[[ Input material open ]]

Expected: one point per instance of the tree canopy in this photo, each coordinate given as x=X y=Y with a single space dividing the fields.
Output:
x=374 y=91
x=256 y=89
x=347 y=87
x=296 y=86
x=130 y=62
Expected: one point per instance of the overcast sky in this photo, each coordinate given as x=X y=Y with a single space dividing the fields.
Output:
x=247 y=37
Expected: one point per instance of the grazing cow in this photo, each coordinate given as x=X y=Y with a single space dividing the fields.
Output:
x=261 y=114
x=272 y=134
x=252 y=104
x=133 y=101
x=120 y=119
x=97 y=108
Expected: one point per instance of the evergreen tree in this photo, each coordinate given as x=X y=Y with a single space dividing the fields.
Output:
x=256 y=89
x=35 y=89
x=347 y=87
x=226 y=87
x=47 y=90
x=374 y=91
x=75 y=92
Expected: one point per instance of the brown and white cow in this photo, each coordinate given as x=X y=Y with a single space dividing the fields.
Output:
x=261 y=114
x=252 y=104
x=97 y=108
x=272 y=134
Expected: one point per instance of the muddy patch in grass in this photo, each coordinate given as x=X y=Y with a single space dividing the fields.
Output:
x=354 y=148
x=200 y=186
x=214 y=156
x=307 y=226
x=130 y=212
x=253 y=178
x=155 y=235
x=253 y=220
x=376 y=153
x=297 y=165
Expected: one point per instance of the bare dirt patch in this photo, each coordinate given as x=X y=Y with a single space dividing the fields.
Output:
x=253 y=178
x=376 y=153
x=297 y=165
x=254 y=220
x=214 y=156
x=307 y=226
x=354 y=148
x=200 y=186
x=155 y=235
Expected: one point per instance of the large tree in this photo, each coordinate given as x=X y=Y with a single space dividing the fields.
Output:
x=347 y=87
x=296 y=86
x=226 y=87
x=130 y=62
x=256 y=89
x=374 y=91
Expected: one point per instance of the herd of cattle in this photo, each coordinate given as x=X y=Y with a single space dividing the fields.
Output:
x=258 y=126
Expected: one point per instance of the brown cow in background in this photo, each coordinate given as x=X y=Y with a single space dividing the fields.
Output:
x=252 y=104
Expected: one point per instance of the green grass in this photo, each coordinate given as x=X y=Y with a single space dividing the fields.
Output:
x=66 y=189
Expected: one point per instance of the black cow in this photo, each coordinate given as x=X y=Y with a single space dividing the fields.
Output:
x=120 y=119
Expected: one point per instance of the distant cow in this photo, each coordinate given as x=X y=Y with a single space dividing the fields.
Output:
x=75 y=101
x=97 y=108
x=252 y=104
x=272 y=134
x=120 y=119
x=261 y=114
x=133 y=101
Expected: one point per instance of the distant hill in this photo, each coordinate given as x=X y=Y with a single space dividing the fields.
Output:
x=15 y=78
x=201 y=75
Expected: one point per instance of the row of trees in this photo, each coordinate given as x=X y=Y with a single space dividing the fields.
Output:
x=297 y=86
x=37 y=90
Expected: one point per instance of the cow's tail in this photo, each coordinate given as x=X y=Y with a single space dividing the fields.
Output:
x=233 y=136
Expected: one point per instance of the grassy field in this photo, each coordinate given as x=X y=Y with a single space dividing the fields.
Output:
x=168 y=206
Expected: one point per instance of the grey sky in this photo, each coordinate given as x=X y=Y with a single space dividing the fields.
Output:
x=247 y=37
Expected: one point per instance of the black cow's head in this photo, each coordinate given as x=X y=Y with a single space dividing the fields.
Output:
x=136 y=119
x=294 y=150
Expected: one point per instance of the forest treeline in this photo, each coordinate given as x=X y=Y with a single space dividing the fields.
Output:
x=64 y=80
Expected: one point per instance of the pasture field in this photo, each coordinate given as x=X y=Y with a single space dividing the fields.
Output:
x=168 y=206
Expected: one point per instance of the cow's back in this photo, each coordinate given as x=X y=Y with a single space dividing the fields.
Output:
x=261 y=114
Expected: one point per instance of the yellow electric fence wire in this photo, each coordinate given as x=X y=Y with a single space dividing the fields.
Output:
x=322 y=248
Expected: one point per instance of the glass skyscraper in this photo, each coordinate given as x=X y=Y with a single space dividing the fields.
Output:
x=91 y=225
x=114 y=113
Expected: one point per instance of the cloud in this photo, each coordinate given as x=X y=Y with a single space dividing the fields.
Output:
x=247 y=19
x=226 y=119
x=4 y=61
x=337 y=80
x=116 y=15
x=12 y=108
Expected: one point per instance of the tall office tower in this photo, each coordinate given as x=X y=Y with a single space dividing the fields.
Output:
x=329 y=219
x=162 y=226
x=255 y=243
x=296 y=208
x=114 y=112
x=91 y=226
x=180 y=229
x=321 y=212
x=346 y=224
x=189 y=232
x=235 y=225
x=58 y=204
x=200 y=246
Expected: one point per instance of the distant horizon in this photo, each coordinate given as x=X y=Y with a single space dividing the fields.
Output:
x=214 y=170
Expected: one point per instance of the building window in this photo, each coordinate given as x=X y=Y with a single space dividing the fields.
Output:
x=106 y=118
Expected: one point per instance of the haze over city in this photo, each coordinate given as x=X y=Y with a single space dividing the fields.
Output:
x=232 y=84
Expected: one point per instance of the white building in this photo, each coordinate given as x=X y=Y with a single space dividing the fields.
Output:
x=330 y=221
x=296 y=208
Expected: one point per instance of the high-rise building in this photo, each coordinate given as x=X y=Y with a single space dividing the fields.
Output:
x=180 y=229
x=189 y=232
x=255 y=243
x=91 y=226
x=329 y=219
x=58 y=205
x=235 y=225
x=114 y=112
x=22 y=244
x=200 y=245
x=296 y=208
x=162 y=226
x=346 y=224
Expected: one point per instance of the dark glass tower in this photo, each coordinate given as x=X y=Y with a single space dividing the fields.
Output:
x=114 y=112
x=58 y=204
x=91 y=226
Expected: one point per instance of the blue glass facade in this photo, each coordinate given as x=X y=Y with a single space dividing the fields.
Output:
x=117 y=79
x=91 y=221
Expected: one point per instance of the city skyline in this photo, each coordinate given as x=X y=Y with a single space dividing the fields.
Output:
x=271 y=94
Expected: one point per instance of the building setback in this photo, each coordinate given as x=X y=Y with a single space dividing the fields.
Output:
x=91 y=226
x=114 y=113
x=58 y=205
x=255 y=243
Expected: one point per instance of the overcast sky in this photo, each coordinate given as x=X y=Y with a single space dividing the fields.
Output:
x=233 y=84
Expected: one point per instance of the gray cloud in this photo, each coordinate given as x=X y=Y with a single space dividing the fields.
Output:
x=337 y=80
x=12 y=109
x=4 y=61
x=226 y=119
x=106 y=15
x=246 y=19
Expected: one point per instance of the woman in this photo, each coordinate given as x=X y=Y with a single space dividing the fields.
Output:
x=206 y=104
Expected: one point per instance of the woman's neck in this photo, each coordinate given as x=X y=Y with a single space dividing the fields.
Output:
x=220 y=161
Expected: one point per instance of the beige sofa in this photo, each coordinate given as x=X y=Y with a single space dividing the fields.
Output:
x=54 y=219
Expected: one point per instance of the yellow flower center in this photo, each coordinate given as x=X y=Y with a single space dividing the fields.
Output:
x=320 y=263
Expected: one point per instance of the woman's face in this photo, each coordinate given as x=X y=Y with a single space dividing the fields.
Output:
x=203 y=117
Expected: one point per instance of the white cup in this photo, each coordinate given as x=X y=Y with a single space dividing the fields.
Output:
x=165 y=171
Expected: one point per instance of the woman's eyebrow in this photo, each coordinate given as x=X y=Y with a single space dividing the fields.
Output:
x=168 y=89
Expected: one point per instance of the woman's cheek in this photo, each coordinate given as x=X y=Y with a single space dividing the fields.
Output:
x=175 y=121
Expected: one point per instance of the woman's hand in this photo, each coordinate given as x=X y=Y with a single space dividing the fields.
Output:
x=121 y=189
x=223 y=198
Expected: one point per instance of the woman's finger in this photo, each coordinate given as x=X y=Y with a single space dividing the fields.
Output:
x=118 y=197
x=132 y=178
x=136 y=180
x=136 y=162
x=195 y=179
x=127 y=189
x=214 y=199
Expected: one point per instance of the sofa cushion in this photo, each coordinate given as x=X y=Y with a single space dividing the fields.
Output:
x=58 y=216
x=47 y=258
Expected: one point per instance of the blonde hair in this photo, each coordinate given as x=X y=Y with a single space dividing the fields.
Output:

[[ Input material closed ]]

About this task.
Reproduce each line of the records in which the word "cloud" appears.

Your response.
Expected: one point per instance of the cloud in this photo, each coordinate given as x=X y=Y with a single space dividing the fields.
Expected: one point per instance of the gray cloud in this photo, each coordinate given as x=X y=Y with a single space dividing the fields.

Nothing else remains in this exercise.